* Короткое задание A: Перепишите все строки блока 1 в виде JSON-списка строковых значений, где каждой строке блока соответствует отдельное значение. Пустые строки пропустите.

* Исходный документ:
Задание 1. Загрузите текст из произведений Ницше ('nietzsche.txt', origin='https://s3.amazonaws.com/text-datasets/nietzsche.txt').

In [None]:
import os
import re
from urllib.request import urlretrieve

import nltk
nltk.download('punkt')
from nltk.tokenize import sent_tokenize

import numpy as np

[nltk_data] Downloading package punkt to /root/nltk_data...
[nltk_data]   Unzipping tokenizers/punkt.zip.


In [None]:
URL = r"https://s3.amazonaws.com/text-datasets/nietzsche.txt"
asset_path = os.path.join(os.getcwd(), f"nietzsche.txt")

if not os.path.exists(asset_path):
    print(f"Downloading and extracting assests....", end="")
    urlretrieve(URL, asset_path)

Downloading and extracting assests....

In [None]:
with open("nietzsche.txt", 'r', encoding='UTF-8') as file:
  text = file.read()
  print(text[:100])

PREFACE


SUPPOSING that Truth is a woman--what then? Is there not ground
for suspecting that all ph


In [None]:
def text_preprocessing(text: str, deep_preproc: int = 2) -> str:
  if deep_preproc == 1:
    text = re.sub(r"\n", " ", text)
    text = re.sub(r"\t", " ", text)
    text = re.sub(r"\s+", " ", text)
    return text
  text = re.sub(r"[^A-Za-zА-Яа-я0-9]", " ", text)

* Предоставленные данные:
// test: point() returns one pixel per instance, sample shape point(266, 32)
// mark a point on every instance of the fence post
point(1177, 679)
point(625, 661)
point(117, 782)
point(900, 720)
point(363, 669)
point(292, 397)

* Короткое задание B: Выведите без изменений фрагмент исходного документа о загрузке текста Ницше от слов «urlretrieve(URL, asset_path)» до слов «print(text[:100])» включительно.

* Письменное решение A:
[
  "// test: point() returns one pixel per instance, sample shape point(266, 32)",
  "// mark a point on every instance of the fence post",
  "point(1177, 679)",
  "point(625, 661)",
  "point(117, 782)",
  "point(900, 720)",
  "point(363, 669)",
  "point(292, 397)"
]

* Письменное решение B:
urlretrieve(URL, asset_path)

Downloading and extracting assests....

In [None]:
with open("nietzsche.txt", 'r', encoding='UTF-8') as file:
  text = file.read()
  print(text[:100])